» **What the exercise asks**
Can you write out the listing again from the line containing "Put a dot on each instance of the oven door window" through the end of the listing, requests included, with every pixel coordinate in the answers scaled by 2.15? Round each result to a whole number, with halves going up.

──────── Extracted information ────────

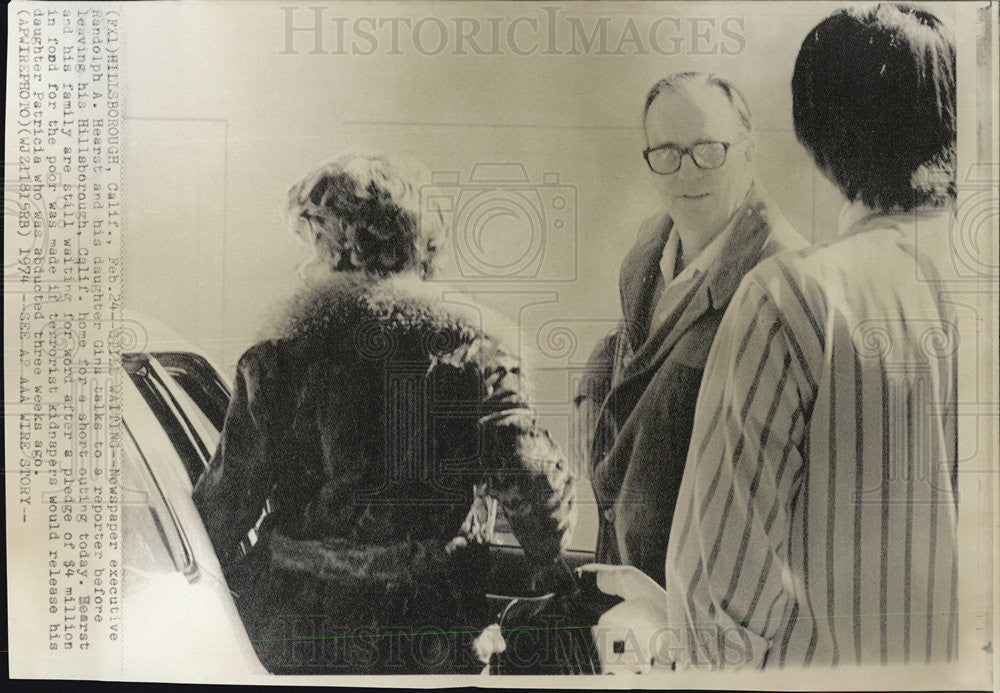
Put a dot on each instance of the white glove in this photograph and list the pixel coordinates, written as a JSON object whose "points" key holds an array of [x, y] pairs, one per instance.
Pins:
{"points": [[628, 635]]}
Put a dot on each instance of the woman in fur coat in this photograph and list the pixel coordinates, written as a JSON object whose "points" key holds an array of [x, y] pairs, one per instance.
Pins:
{"points": [[379, 420]]}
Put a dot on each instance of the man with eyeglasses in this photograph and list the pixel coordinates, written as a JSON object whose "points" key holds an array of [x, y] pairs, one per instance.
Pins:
{"points": [[675, 285]]}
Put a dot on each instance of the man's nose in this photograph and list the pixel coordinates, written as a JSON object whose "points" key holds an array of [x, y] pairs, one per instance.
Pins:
{"points": [[688, 170]]}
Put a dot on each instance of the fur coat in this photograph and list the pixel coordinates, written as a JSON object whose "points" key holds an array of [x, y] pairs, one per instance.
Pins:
{"points": [[377, 421]]}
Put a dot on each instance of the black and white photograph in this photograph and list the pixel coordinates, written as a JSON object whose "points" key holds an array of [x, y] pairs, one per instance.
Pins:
{"points": [[441, 343]]}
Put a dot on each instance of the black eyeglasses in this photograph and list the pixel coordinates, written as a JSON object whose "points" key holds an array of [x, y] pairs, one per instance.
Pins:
{"points": [[666, 158]]}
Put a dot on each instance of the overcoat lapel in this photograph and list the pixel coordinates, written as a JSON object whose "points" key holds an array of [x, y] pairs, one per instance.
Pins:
{"points": [[710, 290], [640, 270]]}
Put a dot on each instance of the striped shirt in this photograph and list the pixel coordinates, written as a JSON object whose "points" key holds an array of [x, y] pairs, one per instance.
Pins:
{"points": [[816, 522]]}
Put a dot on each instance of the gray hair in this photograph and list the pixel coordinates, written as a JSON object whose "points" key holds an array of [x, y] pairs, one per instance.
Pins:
{"points": [[362, 211], [687, 80]]}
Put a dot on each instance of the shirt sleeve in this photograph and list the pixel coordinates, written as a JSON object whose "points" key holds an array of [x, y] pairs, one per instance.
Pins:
{"points": [[230, 495], [727, 562]]}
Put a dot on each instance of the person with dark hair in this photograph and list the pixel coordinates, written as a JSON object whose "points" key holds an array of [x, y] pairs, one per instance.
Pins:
{"points": [[816, 522], [676, 281], [383, 427]]}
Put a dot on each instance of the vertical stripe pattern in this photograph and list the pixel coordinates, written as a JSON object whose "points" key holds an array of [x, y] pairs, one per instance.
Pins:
{"points": [[816, 516]]}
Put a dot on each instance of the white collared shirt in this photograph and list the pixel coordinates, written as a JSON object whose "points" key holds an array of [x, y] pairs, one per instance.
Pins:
{"points": [[678, 284]]}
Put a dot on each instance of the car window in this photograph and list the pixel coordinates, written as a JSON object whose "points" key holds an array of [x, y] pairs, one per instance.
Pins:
{"points": [[154, 541], [200, 381], [176, 423]]}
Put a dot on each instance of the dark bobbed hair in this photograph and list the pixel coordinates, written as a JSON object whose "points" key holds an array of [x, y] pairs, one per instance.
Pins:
{"points": [[873, 100], [691, 80]]}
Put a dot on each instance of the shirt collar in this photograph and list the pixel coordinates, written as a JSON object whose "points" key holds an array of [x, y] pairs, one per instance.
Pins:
{"points": [[704, 259]]}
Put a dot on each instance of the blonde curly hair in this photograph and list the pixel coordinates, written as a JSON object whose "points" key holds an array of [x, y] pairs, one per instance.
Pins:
{"points": [[362, 211]]}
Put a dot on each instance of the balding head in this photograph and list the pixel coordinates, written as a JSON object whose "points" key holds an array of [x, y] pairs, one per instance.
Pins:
{"points": [[696, 81]]}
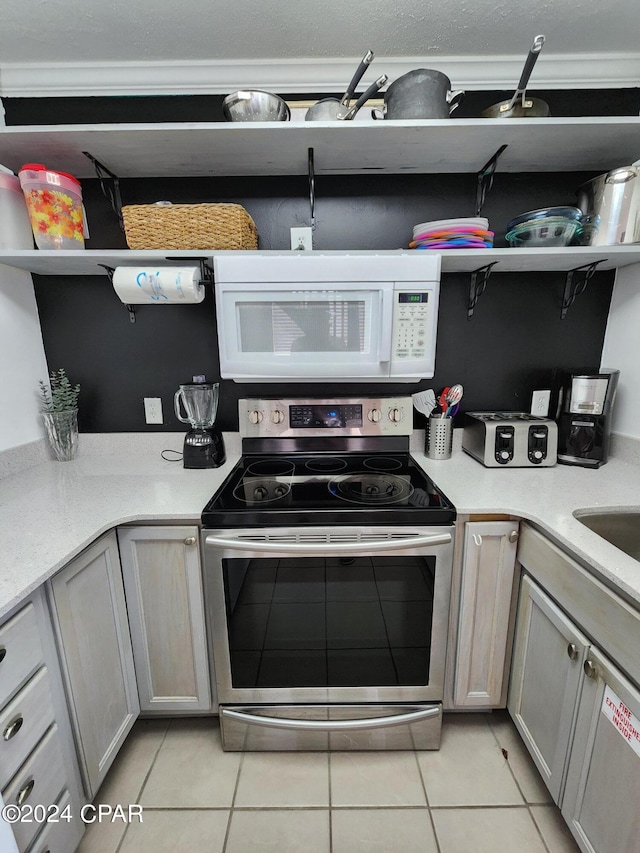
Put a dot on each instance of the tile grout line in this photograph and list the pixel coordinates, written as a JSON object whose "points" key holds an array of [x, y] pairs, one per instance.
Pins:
{"points": [[522, 793], [144, 782]]}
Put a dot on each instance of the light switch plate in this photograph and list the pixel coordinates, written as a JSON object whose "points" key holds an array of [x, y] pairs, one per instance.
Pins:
{"points": [[153, 410]]}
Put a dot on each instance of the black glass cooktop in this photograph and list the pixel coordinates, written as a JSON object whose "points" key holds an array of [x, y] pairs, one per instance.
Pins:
{"points": [[349, 488]]}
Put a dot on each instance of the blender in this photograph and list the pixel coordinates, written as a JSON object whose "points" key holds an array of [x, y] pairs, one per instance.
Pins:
{"points": [[203, 444]]}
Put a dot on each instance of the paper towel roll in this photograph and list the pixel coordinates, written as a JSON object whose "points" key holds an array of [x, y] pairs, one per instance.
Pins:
{"points": [[158, 285]]}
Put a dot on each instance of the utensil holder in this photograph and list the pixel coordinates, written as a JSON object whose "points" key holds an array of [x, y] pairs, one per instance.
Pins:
{"points": [[439, 437]]}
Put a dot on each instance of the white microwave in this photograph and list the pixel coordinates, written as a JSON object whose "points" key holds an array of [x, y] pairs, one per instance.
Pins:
{"points": [[313, 317]]}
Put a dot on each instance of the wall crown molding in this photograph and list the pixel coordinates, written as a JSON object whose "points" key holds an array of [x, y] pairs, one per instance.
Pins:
{"points": [[580, 71]]}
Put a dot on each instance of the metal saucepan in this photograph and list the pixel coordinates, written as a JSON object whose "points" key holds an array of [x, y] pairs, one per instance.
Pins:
{"points": [[528, 107], [332, 109], [420, 94]]}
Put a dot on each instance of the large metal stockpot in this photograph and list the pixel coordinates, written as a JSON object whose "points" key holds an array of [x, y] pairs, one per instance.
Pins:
{"points": [[611, 207]]}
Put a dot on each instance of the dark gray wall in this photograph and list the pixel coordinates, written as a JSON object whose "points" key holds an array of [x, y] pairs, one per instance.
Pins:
{"points": [[510, 347]]}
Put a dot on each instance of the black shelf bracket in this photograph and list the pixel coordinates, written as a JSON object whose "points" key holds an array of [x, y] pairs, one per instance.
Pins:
{"points": [[130, 308], [110, 186], [312, 186], [206, 270], [479, 279], [573, 289], [485, 179]]}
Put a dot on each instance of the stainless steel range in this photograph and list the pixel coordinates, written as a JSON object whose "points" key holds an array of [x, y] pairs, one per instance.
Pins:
{"points": [[328, 556]]}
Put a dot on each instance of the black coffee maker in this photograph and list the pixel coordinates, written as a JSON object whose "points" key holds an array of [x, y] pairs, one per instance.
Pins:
{"points": [[584, 409], [203, 444]]}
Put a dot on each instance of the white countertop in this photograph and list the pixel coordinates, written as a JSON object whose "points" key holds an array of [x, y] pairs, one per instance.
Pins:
{"points": [[52, 511]]}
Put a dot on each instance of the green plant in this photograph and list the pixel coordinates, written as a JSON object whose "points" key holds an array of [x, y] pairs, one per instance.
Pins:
{"points": [[61, 395]]}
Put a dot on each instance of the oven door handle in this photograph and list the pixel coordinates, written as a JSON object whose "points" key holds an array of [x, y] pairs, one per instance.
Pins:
{"points": [[330, 725], [340, 547]]}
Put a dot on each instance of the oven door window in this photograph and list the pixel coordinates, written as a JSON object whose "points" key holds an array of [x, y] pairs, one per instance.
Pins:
{"points": [[334, 622]]}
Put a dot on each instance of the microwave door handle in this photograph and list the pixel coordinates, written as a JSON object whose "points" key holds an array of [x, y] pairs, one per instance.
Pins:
{"points": [[330, 547], [386, 324]]}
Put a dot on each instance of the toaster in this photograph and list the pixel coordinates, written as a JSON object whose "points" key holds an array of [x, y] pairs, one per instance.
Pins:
{"points": [[510, 439]]}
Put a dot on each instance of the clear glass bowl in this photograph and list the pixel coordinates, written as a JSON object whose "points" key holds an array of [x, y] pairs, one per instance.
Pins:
{"points": [[547, 232]]}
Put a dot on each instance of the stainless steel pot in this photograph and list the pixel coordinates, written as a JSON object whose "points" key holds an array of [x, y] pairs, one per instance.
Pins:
{"points": [[255, 105], [420, 94], [611, 207], [519, 106]]}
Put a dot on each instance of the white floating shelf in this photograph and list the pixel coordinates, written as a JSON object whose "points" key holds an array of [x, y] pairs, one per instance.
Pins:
{"points": [[197, 149], [67, 263]]}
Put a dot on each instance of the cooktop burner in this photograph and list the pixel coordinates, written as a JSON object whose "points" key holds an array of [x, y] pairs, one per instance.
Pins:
{"points": [[353, 488]]}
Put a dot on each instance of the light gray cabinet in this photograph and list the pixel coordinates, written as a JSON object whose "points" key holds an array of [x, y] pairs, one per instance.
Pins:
{"points": [[483, 589], [546, 677], [601, 801], [90, 617], [163, 586], [580, 718]]}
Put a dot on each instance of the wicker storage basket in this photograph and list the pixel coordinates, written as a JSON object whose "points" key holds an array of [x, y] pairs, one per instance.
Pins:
{"points": [[189, 226]]}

────────

» **Solution to this problem**
Put a dot on each instance of the oven door window in this photograph and list the pixel coordinates, written as a JSON object whose "points" key holds an array of [x, y] pairs, one per instance.
Pins:
{"points": [[718, 1337]]}
Put a dot on each instance of the microwave door handle in this photograph and list the pixel coordinates, written as a JSON object whose "points" key holds an array of [x, y] pairs, one per instance.
Pins:
{"points": [[710, 1176], [830, 697]]}
Put a dot on each instance of the toaster in this photograph and list the pixel coordinates, written as a JSON object whose "points" key holds an array of [x, y] pairs, one per instance.
Pins:
{"points": [[1097, 944]]}
Put a dot on each instance of the clear glass bowl in this photograph and list the pixel coordinates, written as a JSON object whose "points" key holds an array of [x, y] pairs, one per instance.
Pins:
{"points": [[1176, 499]]}
Put a dot on each instance of the stainless steel pot in this photograph and list the pixel coordinates, written as a JSON object whose "points" key holds an array of [x, y] pairs, one per instance.
Pins:
{"points": [[548, 226], [903, 202], [1314, 445], [1116, 228]]}
Put a dot on each instance of the white floating shelf in this photograph and list the pixel coordinates, written as a JSON object whose "points" key holds an array of [x, y] pairs, one per instance.
Pins:
{"points": [[424, 320], [144, 565]]}
Put a dot on each instance of the cooktop burner in this photograph and list the pixel coordinates, written as a JSON object whose "points" key holds an array of [x, y] pairs, one per instance.
Pins:
{"points": [[759, 1049]]}
Put a dot on each instance of the light gray cabinet in this photograph and list the pixel coordinates, written as a JSON object whose "points" key holds an array of [x, y] pairs, one per instance.
Pins:
{"points": [[1038, 1266], [1174, 1456], [1292, 1722], [194, 1327], [350, 1260], [1247, 1544]]}
Put a dot on each instance of the wicker storage basket in this photograph and list the pixel coordinates, written as a JSON object whose "points" key holds an array of [x, y] pairs, one per instance.
Pins:
{"points": [[406, 486]]}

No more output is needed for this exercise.